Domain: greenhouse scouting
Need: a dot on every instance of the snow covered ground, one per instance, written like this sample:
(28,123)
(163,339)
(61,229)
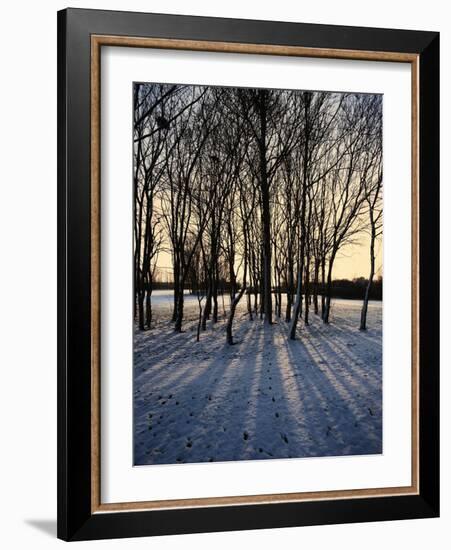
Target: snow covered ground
(265,397)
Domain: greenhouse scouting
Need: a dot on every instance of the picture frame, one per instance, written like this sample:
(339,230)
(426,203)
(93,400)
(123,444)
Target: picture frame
(81,35)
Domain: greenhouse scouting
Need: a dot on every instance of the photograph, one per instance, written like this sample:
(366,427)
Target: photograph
(258,273)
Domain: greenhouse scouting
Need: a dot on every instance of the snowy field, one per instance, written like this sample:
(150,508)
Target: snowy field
(265,397)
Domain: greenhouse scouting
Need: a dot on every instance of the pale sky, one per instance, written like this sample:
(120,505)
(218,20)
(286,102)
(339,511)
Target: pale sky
(352,261)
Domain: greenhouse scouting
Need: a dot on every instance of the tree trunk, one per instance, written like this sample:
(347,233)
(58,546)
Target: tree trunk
(329,289)
(148,308)
(307,291)
(266,213)
(233,305)
(315,287)
(370,280)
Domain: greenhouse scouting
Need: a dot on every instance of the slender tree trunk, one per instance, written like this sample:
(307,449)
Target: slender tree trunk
(199,320)
(290,283)
(180,305)
(329,288)
(148,308)
(249,305)
(323,287)
(266,212)
(370,279)
(297,307)
(141,296)
(206,309)
(176,289)
(315,286)
(233,306)
(307,291)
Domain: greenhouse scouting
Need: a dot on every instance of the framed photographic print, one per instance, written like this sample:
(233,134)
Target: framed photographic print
(248,274)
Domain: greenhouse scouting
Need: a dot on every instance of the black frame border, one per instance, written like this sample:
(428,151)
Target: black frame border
(75,520)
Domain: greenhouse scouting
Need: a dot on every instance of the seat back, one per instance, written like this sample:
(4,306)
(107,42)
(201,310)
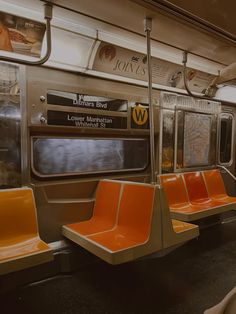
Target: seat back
(107,200)
(17,215)
(214,183)
(174,188)
(195,186)
(136,207)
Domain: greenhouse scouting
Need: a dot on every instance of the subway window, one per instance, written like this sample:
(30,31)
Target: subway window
(76,156)
(226,138)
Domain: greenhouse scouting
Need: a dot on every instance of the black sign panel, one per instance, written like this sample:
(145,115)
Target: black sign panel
(84,120)
(140,116)
(86,101)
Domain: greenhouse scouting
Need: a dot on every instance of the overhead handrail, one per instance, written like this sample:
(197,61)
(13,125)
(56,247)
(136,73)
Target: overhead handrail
(47,17)
(185,59)
(148,29)
(227,170)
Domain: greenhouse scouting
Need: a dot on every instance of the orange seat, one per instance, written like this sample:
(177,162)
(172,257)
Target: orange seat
(215,186)
(188,198)
(180,226)
(105,209)
(133,226)
(20,245)
(197,191)
(176,194)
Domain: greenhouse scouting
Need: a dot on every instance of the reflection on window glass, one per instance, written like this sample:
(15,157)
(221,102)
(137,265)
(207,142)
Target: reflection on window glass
(67,156)
(226,128)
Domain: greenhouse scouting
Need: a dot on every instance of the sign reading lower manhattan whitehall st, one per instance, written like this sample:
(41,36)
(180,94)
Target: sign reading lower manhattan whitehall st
(85,120)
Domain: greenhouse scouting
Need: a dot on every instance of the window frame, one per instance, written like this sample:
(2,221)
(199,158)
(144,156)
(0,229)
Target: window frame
(230,162)
(88,173)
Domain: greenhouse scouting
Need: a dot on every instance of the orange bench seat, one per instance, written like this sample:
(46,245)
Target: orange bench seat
(195,195)
(137,231)
(20,244)
(104,211)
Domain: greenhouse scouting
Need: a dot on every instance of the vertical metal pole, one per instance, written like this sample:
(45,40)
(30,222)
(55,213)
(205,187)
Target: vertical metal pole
(148,28)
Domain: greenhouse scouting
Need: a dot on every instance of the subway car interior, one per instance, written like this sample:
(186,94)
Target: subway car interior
(117,156)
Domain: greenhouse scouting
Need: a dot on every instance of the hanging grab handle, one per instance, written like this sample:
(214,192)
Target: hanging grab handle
(47,17)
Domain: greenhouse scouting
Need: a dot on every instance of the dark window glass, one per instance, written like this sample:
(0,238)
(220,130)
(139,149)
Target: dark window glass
(226,130)
(70,156)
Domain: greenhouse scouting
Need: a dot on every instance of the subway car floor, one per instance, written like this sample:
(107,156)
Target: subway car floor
(189,280)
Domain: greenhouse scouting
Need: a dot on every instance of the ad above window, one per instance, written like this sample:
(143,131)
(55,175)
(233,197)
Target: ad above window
(21,35)
(61,98)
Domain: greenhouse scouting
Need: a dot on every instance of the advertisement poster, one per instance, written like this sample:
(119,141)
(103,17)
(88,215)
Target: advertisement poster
(21,35)
(197,131)
(124,62)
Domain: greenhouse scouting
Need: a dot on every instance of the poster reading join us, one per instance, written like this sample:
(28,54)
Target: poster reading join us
(21,35)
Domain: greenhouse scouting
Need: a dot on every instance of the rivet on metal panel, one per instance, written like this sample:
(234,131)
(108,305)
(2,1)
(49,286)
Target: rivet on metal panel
(42,98)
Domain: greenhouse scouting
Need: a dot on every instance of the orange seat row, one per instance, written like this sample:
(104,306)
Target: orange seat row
(195,195)
(20,244)
(126,222)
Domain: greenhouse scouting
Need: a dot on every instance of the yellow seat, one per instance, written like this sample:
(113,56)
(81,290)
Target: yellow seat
(20,244)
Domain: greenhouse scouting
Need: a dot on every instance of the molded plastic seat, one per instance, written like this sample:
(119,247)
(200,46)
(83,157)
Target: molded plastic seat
(197,191)
(134,219)
(188,197)
(180,226)
(20,244)
(104,211)
(175,232)
(215,186)
(175,191)
(138,229)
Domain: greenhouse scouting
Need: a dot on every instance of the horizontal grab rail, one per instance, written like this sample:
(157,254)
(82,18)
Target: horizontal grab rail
(224,168)
(47,17)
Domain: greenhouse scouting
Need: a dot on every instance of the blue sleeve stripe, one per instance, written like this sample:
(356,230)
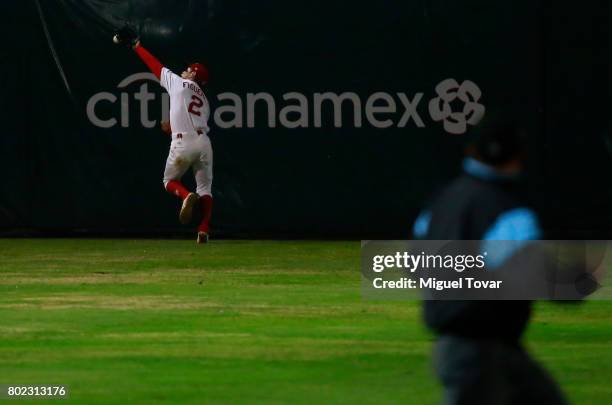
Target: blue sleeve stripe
(421,225)
(516,228)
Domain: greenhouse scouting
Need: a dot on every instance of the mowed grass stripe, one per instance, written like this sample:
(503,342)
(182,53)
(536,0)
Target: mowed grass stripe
(240,322)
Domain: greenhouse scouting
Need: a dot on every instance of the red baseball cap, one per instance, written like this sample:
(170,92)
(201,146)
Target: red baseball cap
(201,72)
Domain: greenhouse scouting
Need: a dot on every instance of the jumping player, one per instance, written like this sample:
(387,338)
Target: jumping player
(190,146)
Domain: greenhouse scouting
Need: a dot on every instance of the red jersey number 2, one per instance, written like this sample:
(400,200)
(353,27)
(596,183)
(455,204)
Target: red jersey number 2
(194,105)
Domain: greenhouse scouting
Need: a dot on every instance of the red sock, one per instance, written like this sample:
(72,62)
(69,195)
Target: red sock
(206,207)
(176,187)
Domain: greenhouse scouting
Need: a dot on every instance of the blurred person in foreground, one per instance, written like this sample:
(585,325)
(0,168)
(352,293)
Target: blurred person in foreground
(478,354)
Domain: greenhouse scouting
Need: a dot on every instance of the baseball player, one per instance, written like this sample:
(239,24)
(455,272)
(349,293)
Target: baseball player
(190,146)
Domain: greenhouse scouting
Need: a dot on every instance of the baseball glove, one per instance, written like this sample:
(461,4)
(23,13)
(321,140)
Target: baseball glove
(126,36)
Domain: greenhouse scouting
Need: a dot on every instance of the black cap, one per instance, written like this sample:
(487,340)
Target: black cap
(497,140)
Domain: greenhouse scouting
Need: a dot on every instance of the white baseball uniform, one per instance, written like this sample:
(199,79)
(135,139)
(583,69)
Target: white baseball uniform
(190,146)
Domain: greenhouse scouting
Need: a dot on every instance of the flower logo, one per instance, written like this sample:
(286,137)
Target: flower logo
(441,110)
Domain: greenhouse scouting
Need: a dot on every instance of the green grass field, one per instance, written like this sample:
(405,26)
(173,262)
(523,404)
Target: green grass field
(241,322)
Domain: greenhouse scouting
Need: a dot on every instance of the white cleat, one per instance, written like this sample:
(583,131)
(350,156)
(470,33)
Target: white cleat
(187,208)
(202,237)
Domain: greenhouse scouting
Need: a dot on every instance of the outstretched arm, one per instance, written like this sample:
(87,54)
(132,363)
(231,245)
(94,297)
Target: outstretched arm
(151,61)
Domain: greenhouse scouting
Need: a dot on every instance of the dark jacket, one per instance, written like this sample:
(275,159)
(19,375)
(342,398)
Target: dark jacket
(479,205)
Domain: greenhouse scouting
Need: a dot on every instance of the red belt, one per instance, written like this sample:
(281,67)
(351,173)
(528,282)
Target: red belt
(180,136)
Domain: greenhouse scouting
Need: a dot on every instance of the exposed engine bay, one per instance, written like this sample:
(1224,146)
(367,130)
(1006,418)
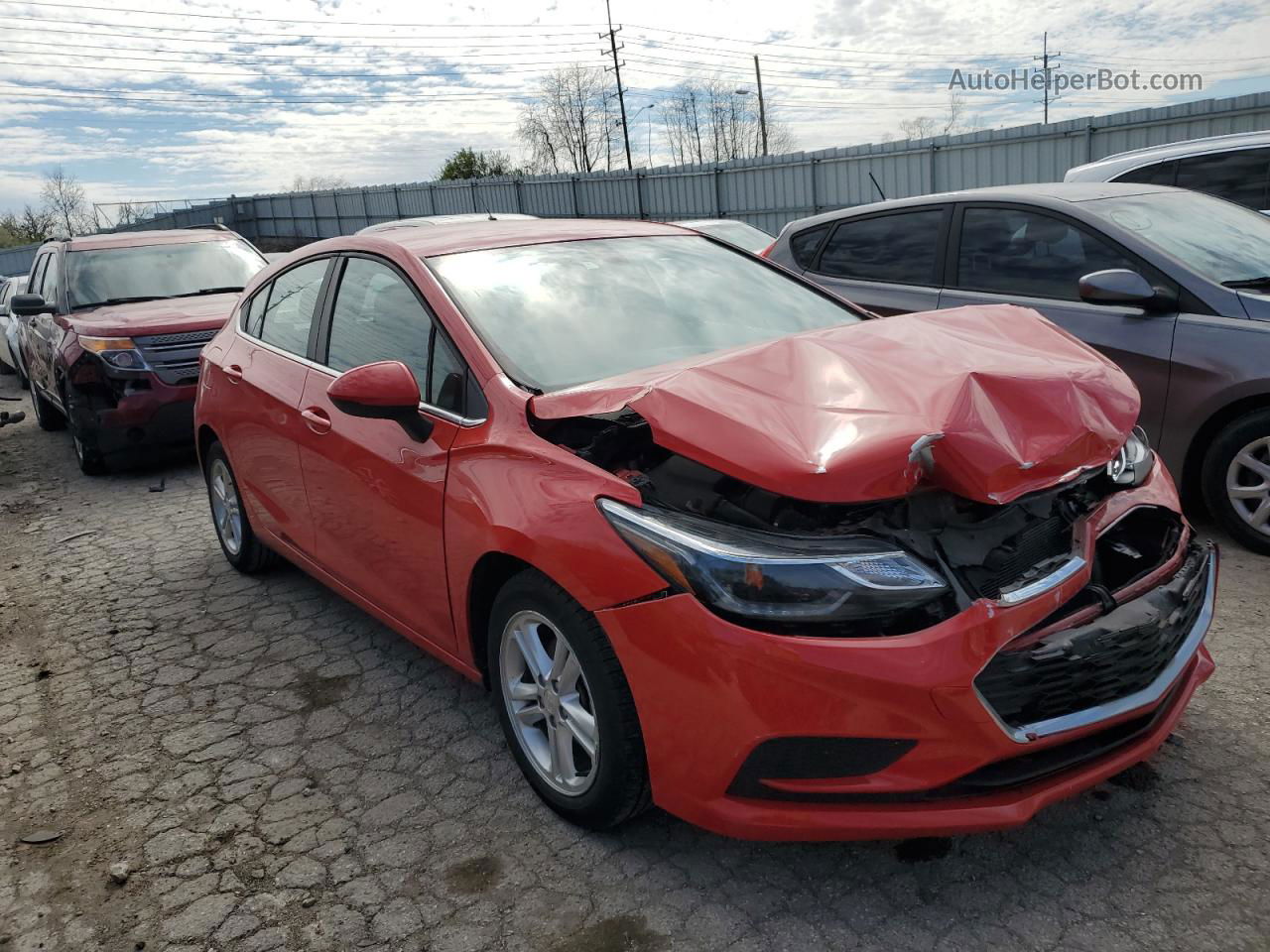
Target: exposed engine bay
(982,549)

## [Exercise objective]
Locate every line in the data above that contains the word "plastic" and copy each one. Case counts.

## [The output]
Need: a dot on every instance of the molded plastic seat, one per instance, written like this sample:
Target: molded plastic seat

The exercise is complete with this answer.